-- Start --
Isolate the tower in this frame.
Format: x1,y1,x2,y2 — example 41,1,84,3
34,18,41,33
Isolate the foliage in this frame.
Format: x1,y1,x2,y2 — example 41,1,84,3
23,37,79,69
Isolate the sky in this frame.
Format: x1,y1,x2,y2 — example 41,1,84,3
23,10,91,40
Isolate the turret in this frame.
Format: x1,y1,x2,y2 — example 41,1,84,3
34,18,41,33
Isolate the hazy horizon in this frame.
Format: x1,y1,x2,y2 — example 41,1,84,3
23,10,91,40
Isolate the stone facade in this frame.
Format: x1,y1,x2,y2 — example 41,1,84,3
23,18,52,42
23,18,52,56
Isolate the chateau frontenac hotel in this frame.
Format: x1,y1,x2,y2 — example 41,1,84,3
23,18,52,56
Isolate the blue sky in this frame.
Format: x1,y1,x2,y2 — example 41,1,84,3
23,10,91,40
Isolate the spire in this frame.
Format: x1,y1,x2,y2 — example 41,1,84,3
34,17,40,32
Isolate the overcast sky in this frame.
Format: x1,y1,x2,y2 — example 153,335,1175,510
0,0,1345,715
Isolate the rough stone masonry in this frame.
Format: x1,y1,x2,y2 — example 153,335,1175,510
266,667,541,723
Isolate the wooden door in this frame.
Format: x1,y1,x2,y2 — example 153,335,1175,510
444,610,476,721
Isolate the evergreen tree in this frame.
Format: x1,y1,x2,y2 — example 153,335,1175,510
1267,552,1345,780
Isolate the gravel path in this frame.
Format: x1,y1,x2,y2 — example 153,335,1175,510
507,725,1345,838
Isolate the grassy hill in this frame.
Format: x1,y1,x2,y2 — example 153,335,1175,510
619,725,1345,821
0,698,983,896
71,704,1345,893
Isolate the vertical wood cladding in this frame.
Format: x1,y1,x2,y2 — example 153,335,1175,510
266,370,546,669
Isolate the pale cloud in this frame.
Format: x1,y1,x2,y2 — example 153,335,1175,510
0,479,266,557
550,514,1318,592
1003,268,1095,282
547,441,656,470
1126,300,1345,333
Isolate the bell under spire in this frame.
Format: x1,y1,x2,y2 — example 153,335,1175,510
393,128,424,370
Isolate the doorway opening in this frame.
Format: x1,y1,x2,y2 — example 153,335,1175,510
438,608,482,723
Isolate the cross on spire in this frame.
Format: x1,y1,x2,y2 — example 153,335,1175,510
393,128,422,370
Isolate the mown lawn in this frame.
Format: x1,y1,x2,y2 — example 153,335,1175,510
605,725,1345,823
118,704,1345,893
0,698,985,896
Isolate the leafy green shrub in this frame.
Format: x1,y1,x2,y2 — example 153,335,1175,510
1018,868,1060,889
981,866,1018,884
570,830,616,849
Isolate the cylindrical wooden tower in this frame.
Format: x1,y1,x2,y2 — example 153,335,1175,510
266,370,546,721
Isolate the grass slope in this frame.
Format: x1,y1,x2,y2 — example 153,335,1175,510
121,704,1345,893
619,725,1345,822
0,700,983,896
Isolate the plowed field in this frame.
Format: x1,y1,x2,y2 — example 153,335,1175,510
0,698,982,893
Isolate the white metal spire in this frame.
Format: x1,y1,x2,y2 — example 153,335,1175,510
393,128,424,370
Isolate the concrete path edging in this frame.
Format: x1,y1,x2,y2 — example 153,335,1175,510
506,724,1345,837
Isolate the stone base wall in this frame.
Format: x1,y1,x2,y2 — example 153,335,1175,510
-- End --
# [YOUR INSTRUCTIONS]
Set down every line of the records above again, word for word and in the same order, changing nothing.

# [RESPONSE TO THIS EXERCISE]
Isolate the tower in this frame.
Format: x1,y1,x2,y2 — example 41,1,84,3
34,18,41,33
Isolate the foliage in this frame.
Format: x1,y1,x2,y2 — example 41,1,84,3
23,37,79,69
Isolate the sky in this frame.
Format: x1,y1,x2,y2 — example 41,1,84,3
23,10,91,40
Isolate the turret in this frame.
Format: x1,y1,x2,y2 — example 41,1,84,3
34,18,41,33
Isolate the hazy horizon in this frame.
Format: x1,y1,x2,y2 — example 41,1,84,3
23,10,91,40
Isolate the stone facade in this frame.
Format: x1,y1,x2,y2 — example 41,1,84,3
23,18,52,42
23,18,52,56
Isolate the chateau frontenac hotel in this frame.
Format: x1,y1,x2,y2 — example 41,1,84,3
23,18,52,56
Isolate the blue sky in this frame.
Format: x1,y1,x2,y2 — example 41,1,84,3
23,10,91,40
Isolate the spire in this frame.
Format: x1,y1,x2,y2 — example 41,1,84,3
34,17,40,32
Isolate the overcast sky in this frame.
Format: x1,y1,x2,y2 — example 153,335,1175,510
0,0,1345,715
Isolate the rough stone masonry in this frame.
Format: x1,y1,x2,y2 — example 153,335,1175,510
266,667,541,723
Isolate the wooden door in this frame.
Format: x1,y1,x2,y2 — example 153,335,1175,510
444,610,476,721
Isolate the evergreen tree in this frame.
Format: x1,y1,x2,y2 — example 153,335,1175,510
1267,552,1345,780
Isolate the gravel path in this frame.
Format: x1,y1,x2,y2 — example 153,335,1175,510
507,725,1345,838
Isolate the grassy hill in this frame.
Format: x1,y1,x2,y2 — example 153,335,1175,510
619,725,1345,821
0,698,983,896
71,704,1345,893
Isolate the vertical wood cladding in this frame.
Format: x1,y1,x2,y2 — example 153,335,1175,510
266,370,546,669
Isolate the pale cloud in this frame.
Format: x1,y1,x2,y2 — example 153,335,1175,510
0,479,266,557
550,514,1318,592
1003,268,1095,282
547,441,656,470
1126,300,1345,333
Isolate the bell under spire in this frame.
Format: x1,y1,x2,y2 — example 153,335,1175,510
393,128,424,370
Isolate the doorway opening in this frame.
Format: x1,y1,x2,y2 — example 153,335,1175,510
438,608,482,723
Isolate the cross on spire in this frame.
Format: x1,y1,x2,y2 — example 153,335,1175,510
393,128,422,370
Isolate the mown lawn in this frame.
Format: x1,y1,x2,y2 — example 153,335,1175,510
605,725,1345,823
118,704,1345,893
0,698,985,896
Isolate the leafy green shrub in this frame.
Format: x1,y1,x2,y2 — example 153,335,1175,510
1018,868,1060,889
981,866,1018,884
570,830,616,849
Isolate the cylindrical wooden tower in this frame.
Format: x1,y1,x2,y2 — example 153,335,1175,510
266,370,546,721
Isolate the grass slope in this frame.
Format: x1,y1,x2,y2 — example 153,335,1175,510
121,704,1345,893
619,725,1345,822
0,700,983,896
Isolate the plowed field in this frame.
Format: x1,y1,x2,y2 — example 153,335,1175,510
0,698,982,893
Isolate the white metal spire in this frame.
Format: x1,y1,x2,y2 — example 153,335,1175,510
393,128,424,370
Isolate the concrete path edging in this frame.
Format: x1,y1,x2,y2 — example 153,335,1175,510
506,724,1345,837
Isolate the stone base wall in this frame.
Format: x1,y1,x2,y2 — example 153,335,1175,510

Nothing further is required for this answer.